■ 文書の一節 ■
ザビタンが剣撃でゲベルに挑むが、不滅の盾で跳ね返される。
一同「ザビタン!」「大丈夫か!?」
ザビタン「大丈夫だ!」
ゲベル「ハハハ! もう貴様らとの戦いには飽きた。盾の力で片付けてやるわ。悪魔力・火炎の舞い!」
ザビタンたちを、炎の壁が取り囲む。
一同「熱い!」「熱い!」「この火から外に出られん!」
ゲベル「ハハハ、仲良く黒焦げになれ!」
ザビタン「くッ! イビル、頼む!」
イビル「任してくれ! 魔法力・変わるんだらぁ~! イビルッチョ! イビル消火器!」
イビルが消火器に化けて火を消す。
ザビタンたちは危機を脱して、ひとまず一平の家へ帰還する。
光彦「ゲベルって、そんなに強いの?」
一平「アクマイザー3は無敵だ。なぁ、ザビタン?」
ザビタン「うむ…… あの不滅の盾がある限り、ゲベルを倒すことは不可能だ」
一平「なんだよ、なんだよ。まったく、だらしがねぇぞ、おい。よく考えてみろよ。何か手はあるはずだ」
バスカル「一平くん。君は、あの盾の恐ろしさを知らないのだ」
ダルニア「あ~あ、お父さんさえ来てくれたらな」
一平「お父さん?」
ザビタン「あぁ。ダウンワールド平和党の、大臣さ」
一平「ダルニアのお父さんが?」
バスカル「魔法陣アタックに代るニューライトアタックを教えてくれたのも、大臣なんだ。大臣は、ゲベル軍団との戦い方をすべて研究し尽くしている」
一平「呼べばいいじゃないの。呼びましょ、呼びましょ! なんだったら俺、その人に電報でも打ってこようか?」
ダルニア「お父さんは今、病気で歩くこともできないのよ」
バスカル「『不滅の盾との戦い方だけでも教えてくれ』と、使いを出したんだが……」
ザビタン「……伏せろ!」
窓から、奇妙な鳥が飛びこむ。
大臣の声「ダルニア── バスカル── そしてザビタン──」
ダルニア「お父さんの声だわ!」
ザビタン「大臣の声の通信か!」
大臣の声「君たちの質問に答えよう── 不滅の盾を破る方法は、ひとつだけある──」
ザビタン「そ、それは!?」
大臣の声「ただし、これを行なう者は、死を覚悟しなければならない──…… 不滅の盾には、大魔王ガルバーの呪いがかけられている── 盾を破る者は、その魂を小さなカプセルに閉じ込められ、永遠に葬り去られてしまうのだ── だがザビタン、私は君たちに、これをやってもらいたい──」
ダルニア「お父さん、ザビタンに死ねって言うの!?」
大臣の声「地球を救うにはゲベルを敗るしかないのだ──」
ザビタン「大臣…… やらせて頂きます!」
ダルニア「ザビタン!?」

■ 演習課題 ■
**A.** 文書の一節で、台詞の話者として固有の名前で表記されている人物をすべて挙げてください。
**B.** エントリから、文字列「steel」を含む行をすべて抜き出してください。大文字と小文字は区別されます。
文書の一節とエントリは、それぞれ異なる出典に由来します。

■ 提供エントリ ■
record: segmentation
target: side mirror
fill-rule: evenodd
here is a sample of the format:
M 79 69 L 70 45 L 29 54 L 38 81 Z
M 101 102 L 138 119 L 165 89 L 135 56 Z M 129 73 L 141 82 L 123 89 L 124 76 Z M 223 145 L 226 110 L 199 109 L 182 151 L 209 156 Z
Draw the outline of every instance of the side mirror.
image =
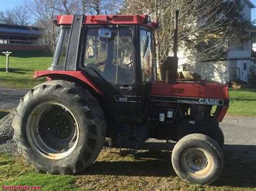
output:
M 99 29 L 99 37 L 110 38 L 111 38 L 111 31 L 109 29 Z

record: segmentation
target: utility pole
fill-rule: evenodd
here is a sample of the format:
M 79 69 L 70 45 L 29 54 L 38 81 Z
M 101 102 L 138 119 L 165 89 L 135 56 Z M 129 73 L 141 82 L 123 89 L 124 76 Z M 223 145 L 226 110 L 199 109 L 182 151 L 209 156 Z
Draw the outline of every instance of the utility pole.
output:
M 9 55 L 11 54 L 12 52 L 8 52 L 8 51 L 7 51 L 6 52 L 2 52 L 2 53 L 5 54 L 5 55 L 6 56 L 6 72 L 8 72 L 8 69 L 9 69 Z

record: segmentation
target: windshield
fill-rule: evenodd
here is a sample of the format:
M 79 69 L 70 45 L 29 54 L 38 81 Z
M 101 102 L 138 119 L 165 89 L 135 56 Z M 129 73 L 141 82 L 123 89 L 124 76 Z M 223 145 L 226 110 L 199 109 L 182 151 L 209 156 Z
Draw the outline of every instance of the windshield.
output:
M 152 31 L 142 29 L 140 35 L 140 63 L 142 81 L 156 80 L 156 55 Z
M 111 38 L 99 36 L 99 29 L 86 32 L 84 65 L 93 69 L 107 82 L 131 84 L 134 81 L 133 31 L 112 29 Z

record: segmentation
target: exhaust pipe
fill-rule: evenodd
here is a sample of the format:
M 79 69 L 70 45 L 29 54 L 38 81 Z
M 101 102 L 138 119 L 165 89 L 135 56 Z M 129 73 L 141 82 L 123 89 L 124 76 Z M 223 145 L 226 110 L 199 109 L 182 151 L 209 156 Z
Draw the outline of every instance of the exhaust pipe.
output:
M 177 56 L 178 18 L 179 11 L 177 10 L 175 12 L 173 56 L 167 57 L 167 59 L 164 63 L 166 70 L 165 82 L 167 83 L 176 83 L 177 82 L 178 62 L 179 60 L 179 58 Z

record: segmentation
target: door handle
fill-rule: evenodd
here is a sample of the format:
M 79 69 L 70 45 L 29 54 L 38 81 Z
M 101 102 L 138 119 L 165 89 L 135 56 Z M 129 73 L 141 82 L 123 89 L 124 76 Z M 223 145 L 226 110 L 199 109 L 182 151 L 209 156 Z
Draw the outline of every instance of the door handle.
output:
M 131 86 L 123 86 L 120 87 L 120 89 L 122 89 L 122 90 L 131 90 L 132 89 L 132 87 Z

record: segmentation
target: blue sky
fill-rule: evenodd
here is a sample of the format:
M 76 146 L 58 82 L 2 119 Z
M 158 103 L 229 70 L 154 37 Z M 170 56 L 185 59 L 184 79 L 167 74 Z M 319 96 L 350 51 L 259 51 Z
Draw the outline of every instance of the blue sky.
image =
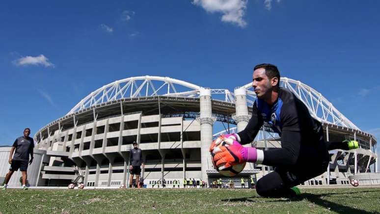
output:
M 379 138 L 379 8 L 376 0 L 3 1 L 0 145 L 117 80 L 167 76 L 233 91 L 264 62 Z

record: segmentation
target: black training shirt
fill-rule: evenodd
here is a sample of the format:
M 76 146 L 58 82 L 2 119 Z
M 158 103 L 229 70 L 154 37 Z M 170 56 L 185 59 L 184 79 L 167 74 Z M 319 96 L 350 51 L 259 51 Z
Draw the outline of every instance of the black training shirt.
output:
M 133 148 L 129 151 L 130 164 L 134 166 L 140 166 L 142 163 L 142 152 L 141 150 Z
M 320 159 L 321 153 L 326 151 L 317 134 L 320 124 L 287 89 L 279 88 L 278 98 L 271 106 L 256 99 L 247 126 L 238 134 L 241 143 L 252 142 L 264 123 L 281 136 L 282 148 L 264 151 L 263 164 L 294 165 L 303 160 Z
M 34 141 L 30 137 L 20 137 L 15 140 L 12 146 L 16 148 L 13 160 L 29 160 L 29 155 L 34 148 Z

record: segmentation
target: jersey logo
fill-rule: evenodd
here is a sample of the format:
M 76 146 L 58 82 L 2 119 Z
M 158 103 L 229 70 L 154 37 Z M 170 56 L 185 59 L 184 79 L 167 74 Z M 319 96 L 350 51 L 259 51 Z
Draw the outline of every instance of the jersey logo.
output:
M 272 113 L 272 115 L 271 115 L 271 121 L 273 123 L 274 126 L 276 125 L 276 112 Z

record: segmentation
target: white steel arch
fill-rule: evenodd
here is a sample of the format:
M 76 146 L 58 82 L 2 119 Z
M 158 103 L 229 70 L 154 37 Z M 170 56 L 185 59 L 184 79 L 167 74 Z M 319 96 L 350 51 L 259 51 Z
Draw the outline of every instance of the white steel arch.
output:
M 280 85 L 289 89 L 302 101 L 312 115 L 320 121 L 360 130 L 320 93 L 311 87 L 285 77 L 281 78 Z M 246 90 L 247 103 L 252 105 L 256 99 L 252 82 L 242 87 Z M 158 95 L 198 98 L 202 88 L 206 88 L 169 77 L 131 77 L 115 81 L 93 91 L 78 103 L 66 115 L 101 103 L 122 98 Z M 228 90 L 210 90 L 213 99 L 235 103 L 234 95 Z
M 145 76 L 131 77 L 111 82 L 90 93 L 66 115 L 97 105 L 122 98 L 171 96 L 199 97 L 202 87 L 168 77 Z M 224 95 L 225 102 L 234 103 L 233 93 L 226 89 L 211 89 L 213 95 Z
M 247 102 L 251 105 L 256 99 L 252 83 L 242 86 L 247 92 Z M 306 106 L 312 116 L 320 121 L 360 130 L 338 110 L 321 93 L 299 81 L 281 77 L 280 85 L 287 88 Z

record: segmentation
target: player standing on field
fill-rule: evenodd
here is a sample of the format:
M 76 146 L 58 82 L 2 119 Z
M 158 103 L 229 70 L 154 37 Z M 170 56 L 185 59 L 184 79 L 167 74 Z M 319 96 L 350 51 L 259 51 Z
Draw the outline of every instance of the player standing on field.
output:
M 9 154 L 9 160 L 8 162 L 11 164 L 9 171 L 5 175 L 5 180 L 3 190 L 6 189 L 8 187 L 8 183 L 10 180 L 12 175 L 15 171 L 20 169 L 23 175 L 22 183 L 23 189 L 27 189 L 27 164 L 31 164 L 33 161 L 33 149 L 34 148 L 34 141 L 33 138 L 29 136 L 30 134 L 30 129 L 28 128 L 24 130 L 24 136 L 21 136 L 15 140 L 12 146 L 10 153 Z M 13 152 L 15 154 L 13 155 Z M 12 156 L 13 156 L 12 158 Z M 30 159 L 29 156 L 30 156 Z
M 132 187 L 132 182 L 133 182 L 133 177 L 136 175 L 136 180 L 135 184 L 135 187 L 137 187 L 138 182 L 140 181 L 140 174 L 141 172 L 140 166 L 144 168 L 144 161 L 142 160 L 142 152 L 137 146 L 137 144 L 136 142 L 133 142 L 133 149 L 129 151 L 129 162 L 131 164 L 129 166 L 129 169 L 131 170 L 131 176 L 129 178 L 129 187 Z

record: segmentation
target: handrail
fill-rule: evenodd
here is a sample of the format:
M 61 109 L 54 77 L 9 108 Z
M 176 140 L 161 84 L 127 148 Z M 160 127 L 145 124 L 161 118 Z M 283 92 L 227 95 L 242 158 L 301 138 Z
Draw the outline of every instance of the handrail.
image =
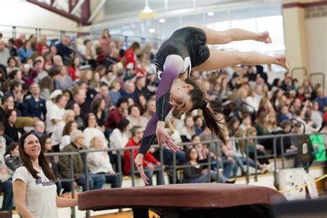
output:
M 318 132 L 318 133 L 315 133 L 315 134 L 279 134 L 279 135 L 264 135 L 264 136 L 258 136 L 258 137 L 239 137 L 239 138 L 230 138 L 230 139 L 228 139 L 228 141 L 241 141 L 241 140 L 245 140 L 246 141 L 247 141 L 248 140 L 251 140 L 251 139 L 254 139 L 255 141 L 255 143 L 257 143 L 257 140 L 259 139 L 273 139 L 273 153 L 272 155 L 263 155 L 263 156 L 260 156 L 260 157 L 257 157 L 257 152 L 256 152 L 256 150 L 255 150 L 255 181 L 257 181 L 257 161 L 259 159 L 261 159 L 261 158 L 266 158 L 266 157 L 273 157 L 274 158 L 274 166 L 275 166 L 275 170 L 273 172 L 273 175 L 274 175 L 274 179 L 275 179 L 275 181 L 276 181 L 276 178 L 277 178 L 277 143 L 276 143 L 276 139 L 278 137 L 280 137 L 281 138 L 281 140 L 283 141 L 283 138 L 284 137 L 294 137 L 294 136 L 304 136 L 304 135 L 327 135 L 327 132 Z M 215 139 L 215 140 L 209 140 L 209 141 L 201 141 L 200 142 L 201 143 L 203 143 L 203 144 L 208 144 L 208 143 L 215 143 L 215 155 L 216 156 L 218 156 L 218 152 L 219 152 L 219 147 L 220 147 L 220 143 L 221 143 L 221 141 L 219 139 Z M 190 145 L 195 145 L 195 144 L 197 144 L 197 143 L 199 143 L 199 142 L 185 142 L 185 143 L 177 143 L 177 145 L 179 145 L 179 146 L 190 146 Z M 281 147 L 283 147 L 283 144 L 281 144 L 280 145 Z M 249 167 L 250 167 L 250 164 L 249 164 L 249 154 L 248 154 L 248 146 L 249 145 L 246 143 L 246 155 L 247 155 L 247 157 L 246 157 L 246 167 L 247 167 L 247 172 L 246 172 L 246 183 L 248 184 L 250 182 L 250 175 L 249 175 Z M 167 147 L 167 145 L 164 144 L 164 146 L 162 146 L 161 147 L 159 147 L 158 145 L 154 145 L 153 146 L 154 148 L 159 148 L 160 149 L 160 155 L 159 155 L 159 160 L 161 163 L 163 163 L 163 160 L 164 160 L 164 155 L 163 155 L 163 150 L 164 150 L 164 148 Z M 106 148 L 106 149 L 97 149 L 97 150 L 79 150 L 79 152 L 47 152 L 45 154 L 46 156 L 47 157 L 54 157 L 54 156 L 66 156 L 66 155 L 68 155 L 69 156 L 69 159 L 70 159 L 70 178 L 63 178 L 63 179 L 59 179 L 59 181 L 70 181 L 70 184 L 71 184 L 71 187 L 72 187 L 72 197 L 74 197 L 74 195 L 75 195 L 75 190 L 74 190 L 74 188 L 73 188 L 73 182 L 75 181 L 74 179 L 74 165 L 73 165 L 73 156 L 75 155 L 80 155 L 80 154 L 88 154 L 88 153 L 90 153 L 90 152 L 103 152 L 103 151 L 106 151 L 106 152 L 110 152 L 110 151 L 124 151 L 124 150 L 131 150 L 132 153 L 134 153 L 134 150 L 135 149 L 139 149 L 139 146 L 130 146 L 130 147 L 127 147 L 127 148 L 116 148 L 116 149 L 114 149 L 114 148 Z M 282 151 L 282 159 L 283 159 L 283 161 L 284 161 L 284 154 L 283 154 L 284 151 Z M 121 165 L 120 163 L 120 159 L 121 159 L 121 153 L 119 152 L 117 152 L 117 155 L 118 155 L 118 169 L 117 169 L 117 172 L 115 175 L 118 175 L 119 177 L 119 181 L 121 181 L 121 176 L 122 176 L 122 170 L 121 170 Z M 227 160 L 224 160 L 224 161 L 222 161 L 221 163 L 224 163 L 224 162 L 226 162 L 228 161 Z M 135 173 L 137 173 L 138 172 L 137 170 L 135 170 L 135 164 L 134 164 L 134 159 L 133 158 L 131 158 L 130 159 L 130 164 L 131 164 L 131 177 L 132 177 L 132 186 L 134 187 L 135 184 Z M 87 189 L 88 190 L 88 174 L 87 173 L 88 172 L 88 164 L 87 164 L 87 161 L 86 161 L 86 159 L 84 159 L 84 162 L 83 162 L 83 164 L 85 164 L 85 172 L 86 172 L 86 187 L 87 187 Z M 208 162 L 206 162 L 206 163 L 201 163 L 199 164 L 200 166 L 208 166 L 208 170 L 210 171 L 210 170 L 211 169 L 211 166 L 212 164 L 212 160 L 211 159 L 211 157 L 210 157 L 210 155 L 208 155 Z M 219 182 L 219 168 L 220 167 L 219 166 L 219 161 L 216 161 L 216 166 L 217 167 L 217 182 Z M 175 184 L 176 183 L 176 172 L 177 172 L 177 170 L 178 169 L 183 169 L 183 168 L 187 168 L 187 167 L 190 167 L 190 165 L 187 165 L 187 164 L 183 164 L 183 165 L 179 165 L 179 166 L 177 166 L 176 164 L 176 152 L 173 152 L 172 153 L 172 166 L 171 166 L 172 169 L 173 170 L 173 172 L 172 172 L 172 183 L 173 184 Z M 169 166 L 169 168 L 170 168 L 170 166 Z M 283 168 L 284 168 L 284 163 L 283 163 Z M 150 170 L 146 170 L 145 169 L 144 170 L 145 172 L 148 172 L 148 171 L 150 171 Z M 161 171 L 161 173 L 164 172 L 164 167 L 161 165 L 161 166 L 158 168 L 158 169 L 155 169 L 155 171 Z M 104 175 L 92 175 L 92 176 L 103 176 L 103 175 L 108 175 L 109 174 L 104 174 Z M 210 177 L 208 176 L 208 181 L 210 181 Z M 72 208 L 72 217 L 75 217 L 76 215 L 75 215 L 75 208 Z M 88 212 L 87 213 L 87 217 L 89 217 L 90 216 L 90 213 Z

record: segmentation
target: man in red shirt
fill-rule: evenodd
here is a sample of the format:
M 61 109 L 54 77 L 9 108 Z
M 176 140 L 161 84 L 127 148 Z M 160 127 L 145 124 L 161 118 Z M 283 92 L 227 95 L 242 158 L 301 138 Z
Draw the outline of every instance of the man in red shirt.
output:
M 141 146 L 141 140 L 142 139 L 143 133 L 144 131 L 140 126 L 135 126 L 132 128 L 130 132 L 132 134 L 132 137 L 127 143 L 126 147 L 139 147 Z M 123 172 L 126 175 L 130 174 L 131 151 L 131 150 L 126 150 L 123 152 Z M 139 149 L 135 149 L 134 150 L 133 159 L 135 159 L 138 151 Z M 144 159 L 143 159 L 143 166 L 144 167 L 144 170 L 146 171 L 146 175 L 148 177 L 148 178 L 149 178 L 149 186 L 152 185 L 152 174 L 155 170 L 155 173 L 157 174 L 157 185 L 164 184 L 163 172 L 160 170 L 161 164 L 148 152 L 144 156 Z M 136 170 L 136 167 L 135 169 Z
M 118 99 L 116 108 L 109 112 L 105 123 L 106 128 L 109 129 L 110 132 L 117 127 L 121 119 L 125 118 L 128 115 L 128 100 L 121 97 Z

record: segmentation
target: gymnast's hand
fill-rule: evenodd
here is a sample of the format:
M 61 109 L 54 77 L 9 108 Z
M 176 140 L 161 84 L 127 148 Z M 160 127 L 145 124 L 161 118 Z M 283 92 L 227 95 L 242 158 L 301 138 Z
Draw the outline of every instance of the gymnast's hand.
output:
M 143 157 L 144 157 L 144 155 L 143 155 L 142 154 L 137 154 L 134 161 L 135 163 L 135 166 L 137 168 L 137 170 L 139 171 L 139 173 L 141 175 L 141 177 L 142 177 L 143 181 L 144 181 L 144 183 L 146 184 L 146 185 L 148 185 L 149 178 L 148 178 L 148 177 L 144 173 L 144 170 L 143 168 Z
M 172 151 L 177 152 L 179 150 L 178 146 L 174 143 L 174 138 L 166 132 L 164 121 L 159 121 L 157 123 L 157 130 L 155 134 L 157 135 L 158 144 L 159 146 L 161 146 L 162 143 L 164 142 L 166 143 Z

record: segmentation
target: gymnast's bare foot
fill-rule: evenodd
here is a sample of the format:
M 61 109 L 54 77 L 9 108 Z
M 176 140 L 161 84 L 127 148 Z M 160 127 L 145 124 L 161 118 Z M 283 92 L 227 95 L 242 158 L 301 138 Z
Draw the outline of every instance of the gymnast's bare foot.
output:
M 290 68 L 290 65 L 287 62 L 286 56 L 285 54 L 277 57 L 277 64 L 285 69 L 288 70 L 288 68 Z
M 264 42 L 265 43 L 271 43 L 272 41 L 271 41 L 270 37 L 269 36 L 269 32 L 268 31 L 265 31 L 264 32 L 259 33 L 260 37 L 259 39 L 259 41 Z

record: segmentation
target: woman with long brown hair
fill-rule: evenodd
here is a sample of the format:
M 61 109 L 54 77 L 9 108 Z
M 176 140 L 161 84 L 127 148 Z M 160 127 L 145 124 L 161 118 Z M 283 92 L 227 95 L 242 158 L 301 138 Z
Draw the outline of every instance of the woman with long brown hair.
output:
M 16 209 L 23 217 L 58 217 L 57 207 L 73 207 L 77 199 L 59 197 L 54 175 L 39 139 L 32 132 L 19 141 L 22 164 L 12 176 Z
M 215 31 L 204 26 L 186 27 L 175 31 L 159 48 L 155 58 L 157 77 L 159 81 L 156 93 L 157 112 L 146 128 L 139 154 L 137 168 L 146 184 L 148 178 L 143 169 L 143 158 L 157 136 L 159 144 L 166 143 L 178 150 L 174 139 L 165 131 L 165 119 L 175 107 L 182 112 L 201 109 L 206 126 L 226 143 L 221 121 L 207 107 L 205 93 L 198 82 L 190 77 L 191 70 L 210 71 L 244 64 L 255 66 L 274 63 L 288 68 L 286 57 L 272 57 L 255 52 L 210 50 L 207 44 L 224 44 L 232 41 L 252 39 L 271 43 L 268 32 L 252 32 L 241 29 Z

■ 課題の結果 ■
**A.** ザビタン、ゲベル、イビル、光彦、一平、バスカル、ダルニア

**B.**
target: white steel arch
Draw the outline of every instance of the white steel arch.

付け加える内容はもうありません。